— START SUPPLIED PASSAGE —

We Don’t Get to Choose our Martyrs

We all knew the moment was coming when Christians, including those in public office, would begin to suffer for their convictions about marriage.

Like the Apostles, who could also have simply moved on, Mrs. Davis has refused to do the authorities’ dirty work for them. By refusing to resign, she is putting the moral responsibility for that action upon her accusers and judges. Many Christian men and women have done this through the years as they’ve stood before the unjust and unbiblical laws of the State, and sometimes the Church, and said, “We ought to obey God rather than man,” whatever the consequences may be.

 

“It’s the wrong case.”

“It’s the wrong time.”

“It’s the wrong person”

“She’s from the wrong church.”

All reasons I’ve heard and read in the past few days as to why Kim Davis should either resign from her County Clerk position or else just get on with issuing gay marriage licenses (latest news report here). And that’s coming from Christians, some of whom have been mighty with the pen in arguing against gay marriage, but are now wilting before the sword of the secular State.

We all knew the moment was coming when Christians, including those in public office, would begin to suffer for their convictions about marriage, and we all readied ourselves to rally in support of them. But now that it’s happened, many Christians are picking holes in Mrs. Davis, her arguments, and her actions.

We wanted a “martyr”; but not this one, it would appear. If only it was someone who could write like Al Mohler, speak like Russell Moore, and debate like Ryan Anderson; someone from a mainline church, someone of impressive appearance, someone who had a perfect marriage record (Mrs. Davis is on her fourth marriage, having only recently been converted to Christ). But we don’t get to choose our martyrs. God does that. As with salvation:

“…not many wise according to the flesh, not many mighty, not many noble, are called. But God has chosen the foolish things of the world to put to shame the wise, and God has chosen the weak things of the world to put to shame the things which are mighty; and the base things of the world and the things which are despised God has chosen, and the things which are not, to bring to nothing the things that are, that no flesh should glory in His presence” (1 Cor. 1:26-29).

— END SUPPLIED PASSAGE —

**TASK INSTRUCTIONS**
Continue the essay on Kim Davis from the point where it stops. The data have no connection to the essay on Kim Davis.

— START ITEMS —

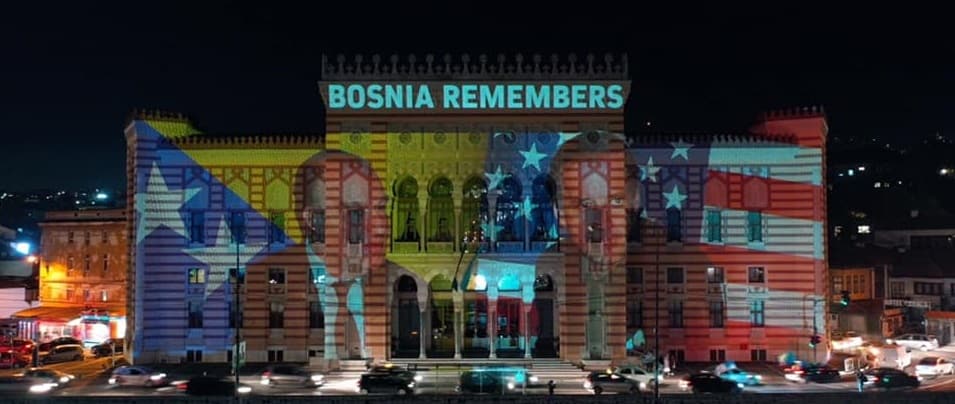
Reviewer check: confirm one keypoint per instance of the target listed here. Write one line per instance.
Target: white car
(915, 341)
(640, 375)
(934, 366)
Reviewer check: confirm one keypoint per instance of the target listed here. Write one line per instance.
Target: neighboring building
(82, 276)
(474, 233)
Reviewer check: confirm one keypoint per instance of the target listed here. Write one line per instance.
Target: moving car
(63, 353)
(213, 386)
(814, 373)
(889, 378)
(741, 376)
(387, 382)
(915, 341)
(137, 376)
(288, 375)
(643, 377)
(709, 383)
(934, 366)
(112, 346)
(599, 382)
(47, 346)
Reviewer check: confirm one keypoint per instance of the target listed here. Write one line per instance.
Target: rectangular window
(356, 226)
(674, 225)
(316, 317)
(277, 227)
(676, 314)
(276, 276)
(675, 275)
(714, 275)
(195, 314)
(276, 315)
(193, 356)
(717, 355)
(757, 275)
(197, 227)
(237, 227)
(197, 276)
(716, 314)
(594, 218)
(714, 226)
(317, 230)
(754, 227)
(634, 276)
(757, 313)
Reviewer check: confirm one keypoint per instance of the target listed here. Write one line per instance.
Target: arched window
(509, 205)
(474, 207)
(406, 225)
(440, 211)
(543, 216)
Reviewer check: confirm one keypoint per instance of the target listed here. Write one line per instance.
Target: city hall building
(464, 209)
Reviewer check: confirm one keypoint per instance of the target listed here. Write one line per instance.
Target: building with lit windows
(82, 277)
(474, 210)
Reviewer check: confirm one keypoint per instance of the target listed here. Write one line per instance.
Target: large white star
(680, 149)
(674, 198)
(649, 171)
(532, 157)
(222, 256)
(495, 178)
(566, 137)
(158, 206)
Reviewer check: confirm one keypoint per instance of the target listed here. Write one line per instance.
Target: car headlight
(42, 388)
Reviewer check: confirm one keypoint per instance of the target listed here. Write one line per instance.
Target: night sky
(71, 74)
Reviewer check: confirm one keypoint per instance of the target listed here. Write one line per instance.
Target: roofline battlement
(517, 67)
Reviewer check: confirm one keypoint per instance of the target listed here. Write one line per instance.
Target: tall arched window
(543, 217)
(440, 210)
(406, 220)
(509, 215)
(474, 207)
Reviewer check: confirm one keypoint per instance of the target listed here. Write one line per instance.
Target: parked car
(400, 383)
(814, 373)
(213, 386)
(47, 346)
(137, 376)
(479, 382)
(889, 378)
(109, 347)
(709, 383)
(63, 353)
(599, 382)
(915, 341)
(741, 376)
(288, 375)
(643, 377)
(934, 366)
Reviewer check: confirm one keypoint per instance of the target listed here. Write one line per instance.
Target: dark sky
(69, 75)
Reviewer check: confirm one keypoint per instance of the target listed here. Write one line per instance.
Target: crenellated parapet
(448, 67)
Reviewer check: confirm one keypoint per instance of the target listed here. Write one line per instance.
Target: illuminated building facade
(82, 274)
(465, 210)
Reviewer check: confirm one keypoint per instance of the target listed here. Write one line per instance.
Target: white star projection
(649, 171)
(157, 206)
(680, 149)
(532, 157)
(674, 198)
(221, 256)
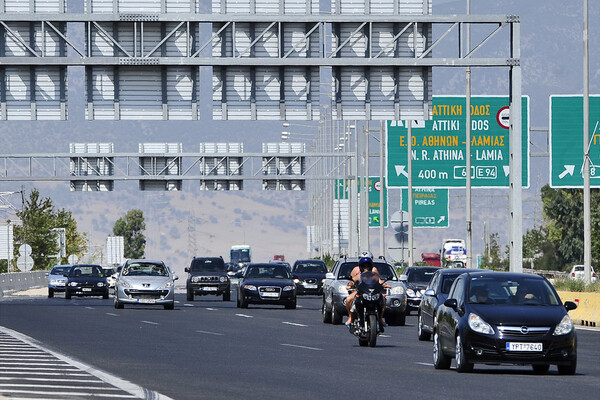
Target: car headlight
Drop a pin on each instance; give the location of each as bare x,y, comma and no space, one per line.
342,289
397,290
477,324
167,285
123,283
565,326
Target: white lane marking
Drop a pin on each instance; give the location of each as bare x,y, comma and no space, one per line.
210,333
294,324
301,347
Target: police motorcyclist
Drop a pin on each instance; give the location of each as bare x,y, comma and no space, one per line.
365,264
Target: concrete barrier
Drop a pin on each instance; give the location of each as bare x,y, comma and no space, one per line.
587,312
16,281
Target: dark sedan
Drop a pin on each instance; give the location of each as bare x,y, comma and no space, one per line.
416,280
435,294
309,276
499,317
269,283
86,280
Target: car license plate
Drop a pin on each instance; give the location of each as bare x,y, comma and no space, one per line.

— END ITEMS —

**SOLVED PROBLEM**
And I don’t quote that to denigrate Mrs. Davis in any way; I have the highest admiration for her and esteem her far higher than myself. Rather, these verses describe the world’s perspective on God’s people; not God’s, or ours (I trust).

Many Christians have been called to serve and suffer for Christ who have far from the best track records or gifts (just ask the Apostle Paul; or just ask me). It’s not for us to second-guess God’s chosen vessels, but to get behind the ones he has chosen to be His instruments to establish truth and righteousness or expose evil and hypocrisy.

Just resign!

“She should just resign and get a job she can do with a good conscience,” say many. The basic principle behind this “solution” is that we walk (or run) away from every situation where human law contradicts God’s law. We fight to stop secular laws from becoming the law of the land (or the church); but once it’s done, we stop fighting; we either obey or we give up our callings. (Which won’t leave us many callings the way things are going.)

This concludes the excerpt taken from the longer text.